SCHRIFTLICHE AUFGABE A — Aktualisiere im Text über Max Beckmann den Abschnitt, der mit den Worten "Künstler-Ego im Wandel, Hängungs-Willkür" beginnt und mit "das Neue entsteht." endet, indem du "Weltkrieges" durch "Krieges" ersetzt. Gib den so geänderten Abschnitt wieder.

BEREITGESTELLTER TEXT —
+---+

Künstler-Ego im Wandel, Hängungs-Willkür und Firmen-Sponsoring: Max Beckmann in Stuttgart  ■ Von Christian Gampert

Es hat immerhin eines Weltkrieges bedurft, um aus Max Beckmann einen modernen Maler zu machen. Bevor er im Juli 1915 als Sanitätssoldat einen Nervenzusammenbruch erlitt, hatte Beckmann sich auf dubiose Weise als Nietzscheaner begriffen und das Leben als Kampf gefeiert, hatte pathetisch pralle, barocke Leiber gemalt, die sich dem Untergang entgegenwinden – aus dem dann angeblich das Neue entsteht.

Von der Bürgercouch – oder auch aus dem Atelier in Berlin- Hermsdorf – ließ sich zu Beginn des Jahrhunderts manches als „dionysisch“ betrachten, was in Wahrheit eher den Zusammenbruch sozialer Systeme ins Bild brachte. „Das ganze pulsierende fleischliche Leben“ wollte Beckmann darstellen – und malte dann so ungeheuer Pulsierendes wie den „Untergang der Titanic“, wo der nur muskulär begriffene Kampf ums Dasein, um die Rettungsboote in einem gewalttätigen Wellenspiel absäuft; oder wie das „Erdbeben von Messina“, ein dunkles Chaos böser Körper, Plünderung, Vergewaltigung – das alles fasziniert den verschreckten Bürger Beckmann.

Insgesamt zeigt das Frühwerk eine erstaunliche stilistische Unsicherheit, fade impressionistische „Seestücke“ (im Gefolge der Berliner „Sezession“), Helldunkelmalerei und fette Rubenssche Akte wechseln sich ab, dazwischen eine seltsam leere „Ballonwettfahrt“, die die Nazis später „entartet“ fanden, und an Goya angelehnte Sozialreportagen. Die hochformatige „Auferstehung“ von 1909 ist im unteren Teil wilhelminisches Salonbild, während im oberen ekstatische Leiber dem Jenseits entgegenschwurbeln – diesen an El Greco und Tintoretto angelehnten Kitsch hätte, mit Verlaub, sich auch meine Großmutter ins Schlafzimmer hängen können, wäre es denn hoch genug gewesen.

+---+

(Einträge aus einer Sammlung)

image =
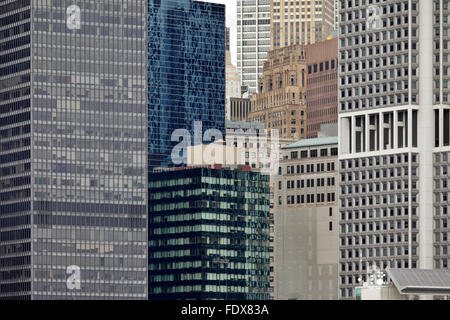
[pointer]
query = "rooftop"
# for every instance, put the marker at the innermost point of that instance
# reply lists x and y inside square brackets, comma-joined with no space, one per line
[312,142]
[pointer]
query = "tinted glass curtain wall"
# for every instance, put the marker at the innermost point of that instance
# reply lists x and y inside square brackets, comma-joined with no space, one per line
[186,71]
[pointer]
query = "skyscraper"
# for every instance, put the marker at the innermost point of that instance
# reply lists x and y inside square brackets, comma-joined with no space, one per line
[186,71]
[321,85]
[73,155]
[253,40]
[281,101]
[306,221]
[301,22]
[209,234]
[394,137]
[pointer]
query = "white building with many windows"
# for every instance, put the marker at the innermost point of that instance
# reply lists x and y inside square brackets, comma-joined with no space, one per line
[394,147]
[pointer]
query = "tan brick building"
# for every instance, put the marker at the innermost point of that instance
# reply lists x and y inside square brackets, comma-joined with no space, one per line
[281,101]
[300,22]
[322,85]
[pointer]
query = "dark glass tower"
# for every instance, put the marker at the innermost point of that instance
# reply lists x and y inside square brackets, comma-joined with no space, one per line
[73,157]
[209,234]
[186,46]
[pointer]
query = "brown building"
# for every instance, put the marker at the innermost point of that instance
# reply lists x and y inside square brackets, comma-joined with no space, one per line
[322,85]
[281,101]
[295,22]
[239,109]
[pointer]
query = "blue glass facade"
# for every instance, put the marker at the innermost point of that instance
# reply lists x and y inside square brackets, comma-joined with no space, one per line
[186,71]
[209,235]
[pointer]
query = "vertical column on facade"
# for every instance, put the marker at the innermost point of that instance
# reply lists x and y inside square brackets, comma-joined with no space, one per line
[395,129]
[426,134]
[381,130]
[367,132]
[353,133]
[410,126]
[344,133]
[441,126]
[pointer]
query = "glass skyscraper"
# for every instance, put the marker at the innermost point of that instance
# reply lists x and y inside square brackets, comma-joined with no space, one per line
[209,234]
[73,157]
[186,71]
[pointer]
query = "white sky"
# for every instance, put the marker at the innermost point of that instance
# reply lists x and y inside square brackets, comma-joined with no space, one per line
[231,7]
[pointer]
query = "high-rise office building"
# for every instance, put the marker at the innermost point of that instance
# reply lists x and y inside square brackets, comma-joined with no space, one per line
[186,80]
[233,80]
[281,101]
[239,109]
[209,234]
[394,137]
[306,221]
[301,22]
[253,40]
[73,157]
[321,85]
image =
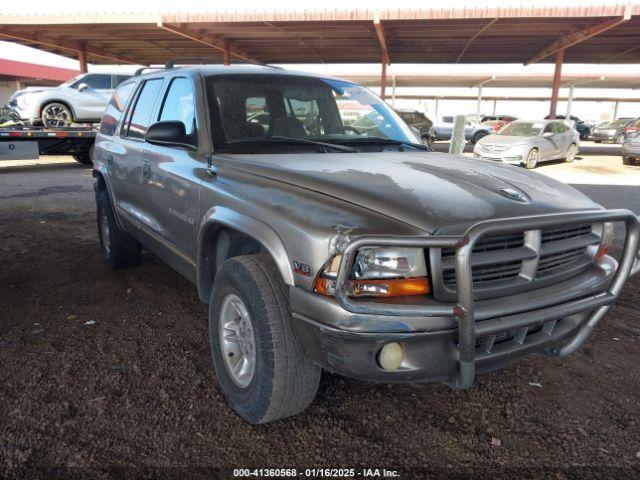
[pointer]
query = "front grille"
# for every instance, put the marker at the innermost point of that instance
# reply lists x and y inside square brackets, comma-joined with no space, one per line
[509,260]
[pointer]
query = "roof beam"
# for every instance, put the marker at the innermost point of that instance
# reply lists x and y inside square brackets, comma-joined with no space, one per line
[300,40]
[382,40]
[476,35]
[184,33]
[580,36]
[66,45]
[621,54]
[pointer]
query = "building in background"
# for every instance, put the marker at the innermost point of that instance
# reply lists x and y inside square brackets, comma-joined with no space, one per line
[16,75]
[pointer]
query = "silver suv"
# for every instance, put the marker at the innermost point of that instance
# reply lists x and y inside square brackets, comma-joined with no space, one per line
[81,99]
[320,246]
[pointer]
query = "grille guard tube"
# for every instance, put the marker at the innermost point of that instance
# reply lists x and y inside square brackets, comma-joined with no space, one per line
[463,310]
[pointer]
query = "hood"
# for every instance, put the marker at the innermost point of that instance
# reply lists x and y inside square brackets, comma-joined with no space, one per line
[506,140]
[424,189]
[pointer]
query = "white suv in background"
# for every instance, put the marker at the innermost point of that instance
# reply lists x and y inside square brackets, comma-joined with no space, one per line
[82,99]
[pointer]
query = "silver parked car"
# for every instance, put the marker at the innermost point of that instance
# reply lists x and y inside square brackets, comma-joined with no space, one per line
[631,149]
[530,142]
[320,245]
[81,99]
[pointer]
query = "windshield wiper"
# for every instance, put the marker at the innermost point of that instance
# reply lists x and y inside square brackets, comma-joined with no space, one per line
[388,141]
[297,141]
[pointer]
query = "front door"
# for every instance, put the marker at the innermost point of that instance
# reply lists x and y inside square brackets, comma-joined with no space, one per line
[173,187]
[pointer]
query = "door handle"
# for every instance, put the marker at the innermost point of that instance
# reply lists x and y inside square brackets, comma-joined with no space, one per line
[146,172]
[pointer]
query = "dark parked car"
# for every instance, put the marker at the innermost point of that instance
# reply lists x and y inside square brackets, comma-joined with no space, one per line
[631,149]
[419,121]
[612,131]
[583,129]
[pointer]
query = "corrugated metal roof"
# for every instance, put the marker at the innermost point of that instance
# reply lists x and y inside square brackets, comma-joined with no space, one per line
[11,68]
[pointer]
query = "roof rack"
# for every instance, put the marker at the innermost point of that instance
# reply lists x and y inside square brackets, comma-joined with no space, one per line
[142,69]
[172,63]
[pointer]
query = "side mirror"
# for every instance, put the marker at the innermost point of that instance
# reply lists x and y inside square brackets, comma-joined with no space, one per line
[169,133]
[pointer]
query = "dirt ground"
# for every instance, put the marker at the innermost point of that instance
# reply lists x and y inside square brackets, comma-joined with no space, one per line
[108,375]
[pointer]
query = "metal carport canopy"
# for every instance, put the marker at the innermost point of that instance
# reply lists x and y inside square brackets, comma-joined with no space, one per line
[586,34]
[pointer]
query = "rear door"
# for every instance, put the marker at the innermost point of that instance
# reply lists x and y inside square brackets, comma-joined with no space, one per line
[173,186]
[127,172]
[90,102]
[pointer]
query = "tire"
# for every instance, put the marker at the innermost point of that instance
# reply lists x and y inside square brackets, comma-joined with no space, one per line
[478,136]
[533,157]
[119,249]
[283,381]
[83,158]
[56,114]
[571,153]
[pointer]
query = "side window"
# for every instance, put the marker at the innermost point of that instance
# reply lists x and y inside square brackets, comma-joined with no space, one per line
[97,81]
[115,108]
[179,104]
[141,115]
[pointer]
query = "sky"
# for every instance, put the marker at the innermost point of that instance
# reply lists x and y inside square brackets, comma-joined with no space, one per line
[588,110]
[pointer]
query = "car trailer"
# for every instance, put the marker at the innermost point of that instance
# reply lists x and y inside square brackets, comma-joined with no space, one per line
[28,143]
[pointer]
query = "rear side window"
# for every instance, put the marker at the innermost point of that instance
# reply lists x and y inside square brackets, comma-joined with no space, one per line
[118,79]
[97,81]
[141,115]
[115,108]
[179,104]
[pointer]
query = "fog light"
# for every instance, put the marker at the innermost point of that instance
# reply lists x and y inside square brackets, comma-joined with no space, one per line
[390,356]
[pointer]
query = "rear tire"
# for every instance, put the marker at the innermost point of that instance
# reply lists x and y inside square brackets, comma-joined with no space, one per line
[83,158]
[283,380]
[119,249]
[571,153]
[532,159]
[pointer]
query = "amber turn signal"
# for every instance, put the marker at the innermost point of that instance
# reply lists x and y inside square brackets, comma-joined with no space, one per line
[397,287]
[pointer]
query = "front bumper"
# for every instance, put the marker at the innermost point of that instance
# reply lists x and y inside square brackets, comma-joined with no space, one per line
[452,342]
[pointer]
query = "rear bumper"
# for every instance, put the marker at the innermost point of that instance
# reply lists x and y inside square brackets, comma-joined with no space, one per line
[452,342]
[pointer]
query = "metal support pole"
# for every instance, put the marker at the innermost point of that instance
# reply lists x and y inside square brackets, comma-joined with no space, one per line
[226,60]
[383,79]
[555,90]
[82,58]
[479,107]
[393,91]
[569,103]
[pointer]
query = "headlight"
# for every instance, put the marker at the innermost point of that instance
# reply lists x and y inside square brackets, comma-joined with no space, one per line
[607,240]
[380,272]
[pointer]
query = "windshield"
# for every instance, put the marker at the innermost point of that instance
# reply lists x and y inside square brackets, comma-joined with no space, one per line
[618,123]
[522,129]
[252,108]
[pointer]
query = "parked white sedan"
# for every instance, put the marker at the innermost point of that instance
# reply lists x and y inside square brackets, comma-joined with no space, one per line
[81,99]
[529,142]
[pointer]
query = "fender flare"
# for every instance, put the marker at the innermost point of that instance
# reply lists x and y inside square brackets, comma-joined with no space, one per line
[220,216]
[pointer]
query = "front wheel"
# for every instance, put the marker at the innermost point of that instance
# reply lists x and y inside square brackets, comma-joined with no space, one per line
[259,363]
[478,136]
[571,153]
[56,115]
[532,158]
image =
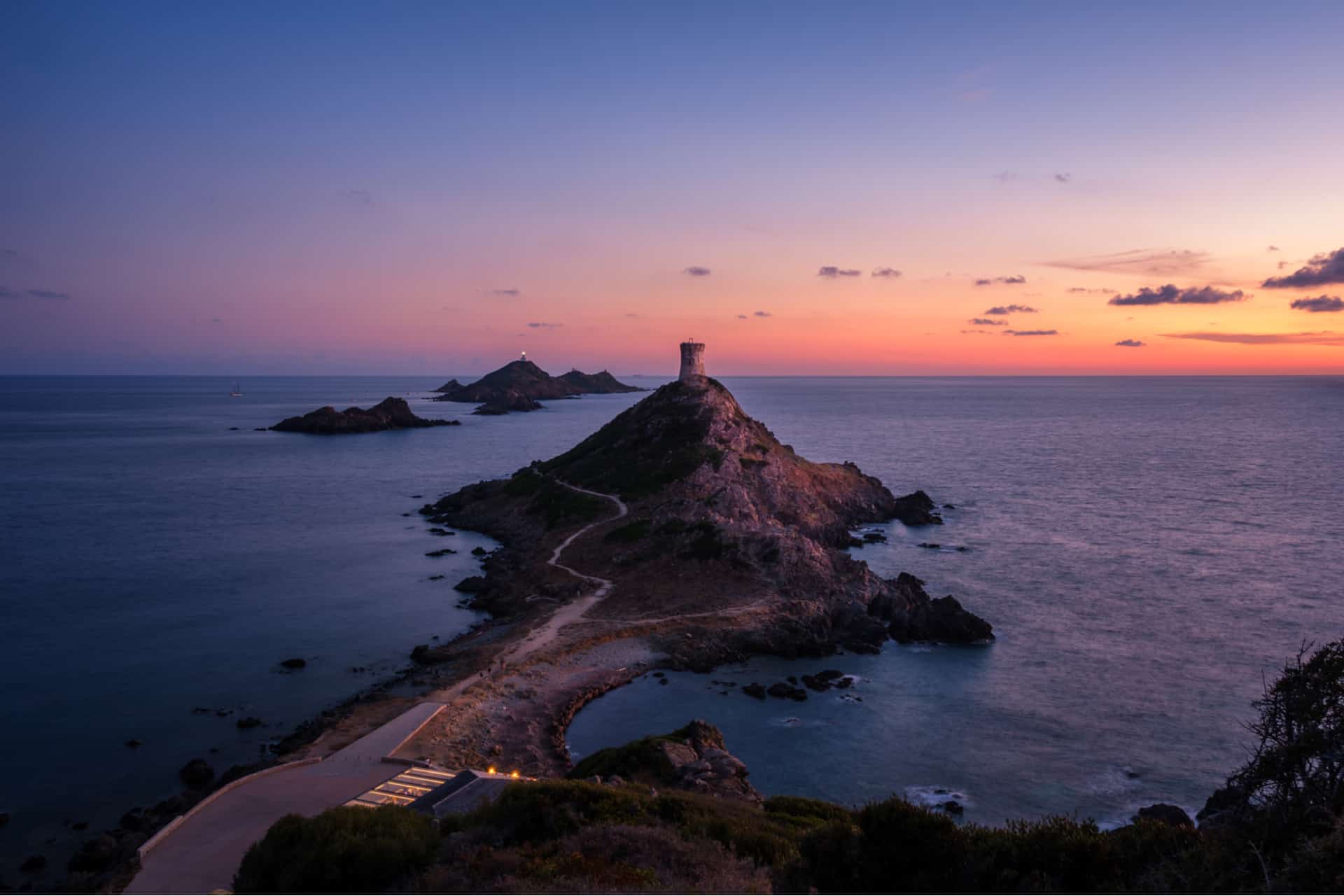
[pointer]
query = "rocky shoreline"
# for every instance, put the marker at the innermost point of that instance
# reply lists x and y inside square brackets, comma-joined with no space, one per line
[734,547]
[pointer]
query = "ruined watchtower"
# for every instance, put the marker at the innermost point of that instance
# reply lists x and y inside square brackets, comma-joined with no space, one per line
[692,362]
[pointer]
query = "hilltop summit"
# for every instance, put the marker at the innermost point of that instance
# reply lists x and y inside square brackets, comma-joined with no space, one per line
[722,516]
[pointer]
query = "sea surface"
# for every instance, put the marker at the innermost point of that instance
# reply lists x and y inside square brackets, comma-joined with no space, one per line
[1147,550]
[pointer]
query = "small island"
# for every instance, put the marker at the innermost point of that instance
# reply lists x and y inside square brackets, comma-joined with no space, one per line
[388,414]
[680,535]
[521,384]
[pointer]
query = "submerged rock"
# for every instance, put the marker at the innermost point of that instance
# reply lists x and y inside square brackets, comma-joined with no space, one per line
[1167,814]
[388,414]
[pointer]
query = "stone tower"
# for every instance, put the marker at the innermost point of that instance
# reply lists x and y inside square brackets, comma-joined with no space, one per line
[692,362]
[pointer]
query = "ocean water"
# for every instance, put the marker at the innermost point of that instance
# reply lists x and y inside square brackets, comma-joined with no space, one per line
[1145,548]
[155,561]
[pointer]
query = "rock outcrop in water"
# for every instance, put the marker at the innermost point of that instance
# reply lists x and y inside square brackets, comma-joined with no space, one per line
[722,516]
[388,414]
[519,384]
[600,383]
[508,402]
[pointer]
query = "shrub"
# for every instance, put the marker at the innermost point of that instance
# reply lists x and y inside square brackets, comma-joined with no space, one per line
[629,532]
[343,850]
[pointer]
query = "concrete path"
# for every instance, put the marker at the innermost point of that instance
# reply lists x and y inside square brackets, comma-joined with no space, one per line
[203,852]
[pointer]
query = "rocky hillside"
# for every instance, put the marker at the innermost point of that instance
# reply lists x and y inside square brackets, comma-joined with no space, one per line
[721,516]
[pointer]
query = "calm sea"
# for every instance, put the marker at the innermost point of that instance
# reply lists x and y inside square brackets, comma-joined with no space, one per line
[1147,548]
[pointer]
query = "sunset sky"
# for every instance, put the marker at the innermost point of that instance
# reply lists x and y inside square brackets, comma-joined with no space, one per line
[429,188]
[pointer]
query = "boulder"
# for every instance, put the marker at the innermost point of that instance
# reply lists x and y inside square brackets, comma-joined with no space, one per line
[1167,814]
[917,508]
[941,620]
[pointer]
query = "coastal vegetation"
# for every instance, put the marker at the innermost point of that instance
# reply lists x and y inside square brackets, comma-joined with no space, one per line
[622,821]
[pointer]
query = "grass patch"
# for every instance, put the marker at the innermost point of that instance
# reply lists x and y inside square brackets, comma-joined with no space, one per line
[629,532]
[342,850]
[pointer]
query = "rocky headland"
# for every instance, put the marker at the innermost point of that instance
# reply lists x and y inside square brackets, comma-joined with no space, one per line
[683,533]
[521,384]
[388,414]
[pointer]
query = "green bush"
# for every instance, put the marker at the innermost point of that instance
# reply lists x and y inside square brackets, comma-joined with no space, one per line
[895,846]
[629,532]
[343,850]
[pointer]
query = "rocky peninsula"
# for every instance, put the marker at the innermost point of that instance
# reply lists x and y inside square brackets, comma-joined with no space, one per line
[388,414]
[519,384]
[683,533]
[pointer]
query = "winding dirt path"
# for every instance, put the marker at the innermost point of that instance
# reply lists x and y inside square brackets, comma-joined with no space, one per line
[575,610]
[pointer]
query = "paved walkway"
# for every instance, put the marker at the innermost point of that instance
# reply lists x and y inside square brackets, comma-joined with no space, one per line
[204,850]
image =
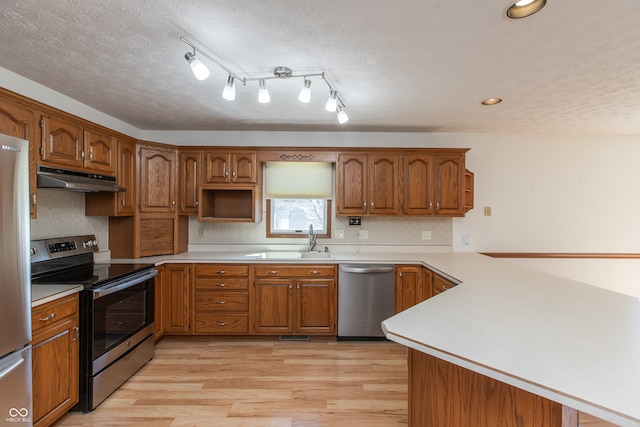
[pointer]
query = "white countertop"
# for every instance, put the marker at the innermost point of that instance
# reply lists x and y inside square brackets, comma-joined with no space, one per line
[42,294]
[570,342]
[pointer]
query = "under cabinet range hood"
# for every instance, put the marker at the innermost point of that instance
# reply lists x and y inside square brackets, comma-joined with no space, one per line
[76,181]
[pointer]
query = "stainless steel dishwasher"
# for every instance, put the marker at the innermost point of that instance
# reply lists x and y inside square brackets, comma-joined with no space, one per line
[365,298]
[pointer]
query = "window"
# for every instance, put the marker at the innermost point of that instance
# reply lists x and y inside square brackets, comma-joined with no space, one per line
[298,195]
[292,217]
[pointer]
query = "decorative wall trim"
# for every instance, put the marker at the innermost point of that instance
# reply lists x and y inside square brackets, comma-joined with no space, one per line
[560,255]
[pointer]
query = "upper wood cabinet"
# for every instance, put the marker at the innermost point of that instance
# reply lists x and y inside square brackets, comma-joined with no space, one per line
[19,120]
[367,184]
[117,204]
[157,179]
[434,184]
[225,167]
[65,143]
[189,178]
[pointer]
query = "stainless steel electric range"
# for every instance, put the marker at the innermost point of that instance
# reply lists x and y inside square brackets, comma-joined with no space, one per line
[116,311]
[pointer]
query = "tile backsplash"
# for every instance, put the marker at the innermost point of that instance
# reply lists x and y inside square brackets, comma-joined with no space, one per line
[61,213]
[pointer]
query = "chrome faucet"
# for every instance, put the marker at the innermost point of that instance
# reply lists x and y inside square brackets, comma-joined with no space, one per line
[312,238]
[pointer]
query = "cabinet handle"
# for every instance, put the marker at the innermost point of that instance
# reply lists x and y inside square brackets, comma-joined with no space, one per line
[49,317]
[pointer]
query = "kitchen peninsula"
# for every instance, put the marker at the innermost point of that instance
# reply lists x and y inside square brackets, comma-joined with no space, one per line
[572,346]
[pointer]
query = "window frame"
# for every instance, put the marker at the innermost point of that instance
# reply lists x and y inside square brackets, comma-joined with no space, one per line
[302,235]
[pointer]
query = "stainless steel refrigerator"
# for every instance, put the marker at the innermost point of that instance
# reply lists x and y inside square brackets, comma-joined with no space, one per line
[15,284]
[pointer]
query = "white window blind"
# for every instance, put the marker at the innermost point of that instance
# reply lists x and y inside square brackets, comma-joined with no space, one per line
[298,180]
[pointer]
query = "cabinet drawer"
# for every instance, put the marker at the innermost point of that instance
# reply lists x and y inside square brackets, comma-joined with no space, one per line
[53,312]
[217,270]
[219,324]
[222,301]
[295,271]
[222,283]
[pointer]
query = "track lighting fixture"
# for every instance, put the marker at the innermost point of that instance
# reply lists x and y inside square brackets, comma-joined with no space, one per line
[229,92]
[334,104]
[199,69]
[305,92]
[342,116]
[263,93]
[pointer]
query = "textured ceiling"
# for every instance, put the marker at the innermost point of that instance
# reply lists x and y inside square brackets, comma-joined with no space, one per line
[399,65]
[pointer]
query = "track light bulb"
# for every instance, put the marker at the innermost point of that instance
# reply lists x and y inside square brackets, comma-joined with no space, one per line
[229,92]
[199,69]
[263,92]
[332,102]
[305,92]
[342,115]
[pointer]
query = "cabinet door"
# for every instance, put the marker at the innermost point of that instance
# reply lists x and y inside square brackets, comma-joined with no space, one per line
[408,289]
[418,185]
[352,184]
[218,167]
[449,176]
[383,184]
[176,299]
[62,142]
[244,168]
[190,163]
[19,121]
[315,306]
[273,306]
[100,152]
[157,180]
[127,178]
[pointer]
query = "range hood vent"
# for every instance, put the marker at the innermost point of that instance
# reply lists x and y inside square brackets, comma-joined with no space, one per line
[76,181]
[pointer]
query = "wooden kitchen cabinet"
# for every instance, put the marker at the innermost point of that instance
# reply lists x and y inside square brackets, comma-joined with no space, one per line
[157,179]
[367,184]
[55,359]
[123,203]
[295,300]
[223,167]
[65,143]
[189,178]
[176,299]
[434,185]
[19,120]
[221,299]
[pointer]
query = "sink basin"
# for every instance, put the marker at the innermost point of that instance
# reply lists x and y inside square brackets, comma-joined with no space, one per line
[315,255]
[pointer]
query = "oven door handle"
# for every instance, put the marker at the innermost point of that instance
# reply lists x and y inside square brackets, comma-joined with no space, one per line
[101,292]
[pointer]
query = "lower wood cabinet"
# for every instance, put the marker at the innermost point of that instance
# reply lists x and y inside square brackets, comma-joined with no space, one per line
[221,299]
[295,300]
[55,359]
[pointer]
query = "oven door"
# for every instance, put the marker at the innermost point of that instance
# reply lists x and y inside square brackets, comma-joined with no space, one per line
[121,317]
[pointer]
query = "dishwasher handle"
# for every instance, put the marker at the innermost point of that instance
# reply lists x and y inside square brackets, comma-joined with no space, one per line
[367,270]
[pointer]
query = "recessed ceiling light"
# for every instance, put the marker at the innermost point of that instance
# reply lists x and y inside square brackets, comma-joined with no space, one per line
[524,8]
[492,101]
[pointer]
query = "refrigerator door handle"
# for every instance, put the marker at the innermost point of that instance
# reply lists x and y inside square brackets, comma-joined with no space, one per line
[11,365]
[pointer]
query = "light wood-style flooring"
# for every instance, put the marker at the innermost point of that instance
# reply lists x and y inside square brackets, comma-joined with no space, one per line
[265,383]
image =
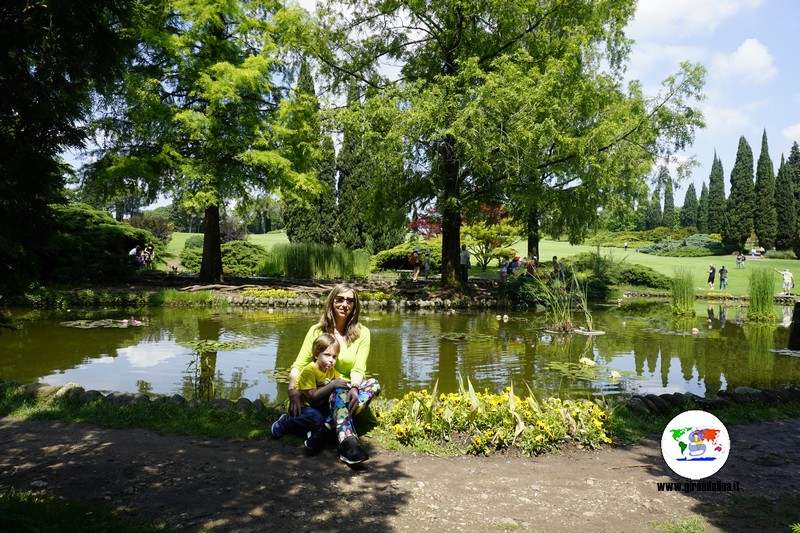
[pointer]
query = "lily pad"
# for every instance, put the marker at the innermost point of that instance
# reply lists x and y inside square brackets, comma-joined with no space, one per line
[104,323]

+---+

SCHRIFTLICHE AUFGABE B — Wähle aus den Zeilen oben jede aus, in der das Wort "metal" vorkommt, und schreibe sie ab. Groß- und Kleinschreibung ist dabei zu beachten.

ERGEBNIS A —
Künstler-Ego im Wandel, Hängungs-Willkür und Firmen-Sponsoring: Max Beckmann in Stuttgart  ■ Von Christian Gampert

Es hat immerhin eines Krieges bedurft, um aus Max Beckmann einen modernen Maler zu machen. Bevor er im Juli 1915 als Sanitätssoldat einen Nervenzusammenbruch erlitt, hatte Beckmann sich auf dubiose Weise als Nietzscheaner begriffen und das Leben als Kampf gefeiert, hatte pathetisch pralle, barocke Leiber gemalt, die sich dem Untergang entgegenwinden – aus dem dann angeblich das Neue entsteht.

ERGEBNIS B —
query = "corrugated metal roof"
query = "metal carport canopy"
query = "metal support pole"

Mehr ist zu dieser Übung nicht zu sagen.